* Goal 1: Please reproduce the forum thread below about the delay when accelerating, word for word.

— Start of Selected passage —

A second's silence when accelerating

[Harald]

Hi,

after the first 2000 km, I wonder about a delayed reaction when accelerating with a kickdown for overtaking.
The time between kickdown and real start of the 100% acceleration is perhaps 0,5 second...

Does anybody have an idea if this behaviour might be changed?

Best regards, Harald

 

[anko]

A delay of 0.5 seconds delay sounds not bad at all, so I assume you are referring to situations where the engine is already running? If not, the delay is probably more than 0.5 seconds and you may be able to shorten it by selecting Charge mode before overtaking.

 

[maby]

There are a few circumstances under which it can be a bit laggy even with the engine running. I tend to drive with the speed limiter engaged if the speed limit is less than 70mph and usually have the accelerator well depressed while cruising. When I turn off the speed limiter, there is a noticeable lag before the car begins to accelerate - even if the petrol engine has been running already.

 

[Harald]

Yes, I am referring to situations where the ICE is already in operation.

Such delay prolongs the needed space for overtaking on a small road in a way that has to be considered. Would be really nice, if it could be done better.

I do not expect that MMC will change its approach but could imagine that third party solutions for the motor managment react differently?

Harald

 

[anko]

Yes, I am referring to situations where the ICE is already in operation.

At speeds above 40 MPH then? My guess is it is not poor motor management. In order to allow for full power, the car must switch from parallel mode to serial mode. This involves opening the clutch between ICE and front axle. I assume this requires temporarily cutting power to prevent the ICE from spinning out of control. Although we are only talking about opening and not closing it, probably better for the clutch also.

— End of Selected passage —
— Start of Material supplied —

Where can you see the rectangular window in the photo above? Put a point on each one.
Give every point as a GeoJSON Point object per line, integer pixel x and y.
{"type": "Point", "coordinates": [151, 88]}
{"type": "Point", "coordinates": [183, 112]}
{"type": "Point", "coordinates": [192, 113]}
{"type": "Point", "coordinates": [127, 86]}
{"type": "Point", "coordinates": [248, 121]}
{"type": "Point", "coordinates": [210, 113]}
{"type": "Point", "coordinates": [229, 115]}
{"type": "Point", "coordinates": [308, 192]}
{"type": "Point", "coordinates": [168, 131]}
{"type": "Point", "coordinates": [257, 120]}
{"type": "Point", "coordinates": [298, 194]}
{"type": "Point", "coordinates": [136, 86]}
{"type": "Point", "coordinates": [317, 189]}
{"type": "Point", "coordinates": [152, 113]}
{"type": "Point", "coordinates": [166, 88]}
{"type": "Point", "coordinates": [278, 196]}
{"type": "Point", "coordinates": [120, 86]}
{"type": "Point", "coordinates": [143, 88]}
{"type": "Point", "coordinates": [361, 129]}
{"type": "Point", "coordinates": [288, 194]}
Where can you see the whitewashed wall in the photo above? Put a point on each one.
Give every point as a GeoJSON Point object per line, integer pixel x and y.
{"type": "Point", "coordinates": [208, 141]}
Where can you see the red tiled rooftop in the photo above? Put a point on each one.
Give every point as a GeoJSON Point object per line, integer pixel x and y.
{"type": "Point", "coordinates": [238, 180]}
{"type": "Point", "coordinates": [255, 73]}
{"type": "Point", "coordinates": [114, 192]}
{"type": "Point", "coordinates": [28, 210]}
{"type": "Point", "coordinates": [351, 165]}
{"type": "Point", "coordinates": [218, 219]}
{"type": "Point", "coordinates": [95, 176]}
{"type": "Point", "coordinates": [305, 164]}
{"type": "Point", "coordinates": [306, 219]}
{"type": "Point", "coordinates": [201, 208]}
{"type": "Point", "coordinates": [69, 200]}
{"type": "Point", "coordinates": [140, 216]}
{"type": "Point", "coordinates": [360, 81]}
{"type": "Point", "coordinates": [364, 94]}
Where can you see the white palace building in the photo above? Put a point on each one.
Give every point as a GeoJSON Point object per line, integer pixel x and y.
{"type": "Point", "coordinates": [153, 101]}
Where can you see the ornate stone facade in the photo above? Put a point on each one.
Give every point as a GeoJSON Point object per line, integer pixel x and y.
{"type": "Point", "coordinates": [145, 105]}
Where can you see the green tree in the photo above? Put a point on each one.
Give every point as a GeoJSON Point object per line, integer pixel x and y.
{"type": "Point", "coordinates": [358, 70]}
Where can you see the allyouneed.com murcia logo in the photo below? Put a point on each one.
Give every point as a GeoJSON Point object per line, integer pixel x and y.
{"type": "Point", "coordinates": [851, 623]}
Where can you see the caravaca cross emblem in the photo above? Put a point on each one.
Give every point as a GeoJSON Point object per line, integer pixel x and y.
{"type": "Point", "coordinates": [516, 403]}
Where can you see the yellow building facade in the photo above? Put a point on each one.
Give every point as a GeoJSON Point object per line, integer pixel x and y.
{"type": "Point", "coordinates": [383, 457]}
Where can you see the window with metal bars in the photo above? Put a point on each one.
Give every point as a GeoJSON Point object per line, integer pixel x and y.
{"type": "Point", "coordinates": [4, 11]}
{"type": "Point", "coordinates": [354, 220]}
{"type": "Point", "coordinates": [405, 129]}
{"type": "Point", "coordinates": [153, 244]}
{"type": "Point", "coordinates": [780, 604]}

— End of Material supplied —

* Goal 2: Transcribe the records starting with the line that contains "Where can you see the window" and going on through the last line of the records.

* Written answer 1:
A second's silence when accelerating

[Harald]

Hi,

after the first 2000 km, I wonder about a delayed reaction when accelerating with a kickdown for overtaking.
The time between kickdown and real start of the 100% acceleration is perhaps 0,5 second...

Does anybody have an idea if this behaviour might be changed?

Best regards, Harald

 

[anko]

A delay of 0.5 seconds delay sounds not bad at all, so I assume you are referring to situations where the engine is already running? If not, the delay is probably more than 0.5 seconds and you may be able to shorten it by selecting Charge mode before overtaking.

 

[maby]

There are a few circumstances under which it can be a bit laggy even with the engine running. I tend to drive with the speed limiter engaged if the speed limit is less than 70mph and usually have the accelerator well depressed while cruising. When I turn off the speed limiter, there is a noticeable lag before the car begins to accelerate - even if the petrol engine has been running already.

 

[Harald]

Yes, I am referring to situations where the ICE is already in operation.

Such delay prolongs the needed space for overtaking on a small road in a way that has to be considered. Would be really nice, if it could be done better.

I do not expect that MMC will change its approach but could imagine that third party solutions for the motor managment react differently?

Harald

 

[anko]

Yes, I am referring to situations where the ICE is already in operation.

At speeds above 40 MPH then? My guess is it is not poor motor management. In order to allow for full power, the car must switch from parallel mode to serial mode. This involves opening the clutch between ICE and front axle. I assume this requires temporarily cutting power to prevent the ICE from spinning out of control. Although we are only talking about opening and not closing it, probably better for the clutch also.

* Written answer 2:
Where can you see the window with metal bars in the photo above? Put a point on each one.
Give every point as a GeoJSON Point object per line, integer pixel x and y.
{"type": "Point", "coordinates": [4, 11]}
{"type": "Point", "coordinates": [354, 220]}
{"type": "Point", "coordinates": [405, 129]}
{"type": "Point", "coordinates": [153, 244]}
{"type": "Point", "coordinates": [780, 604]}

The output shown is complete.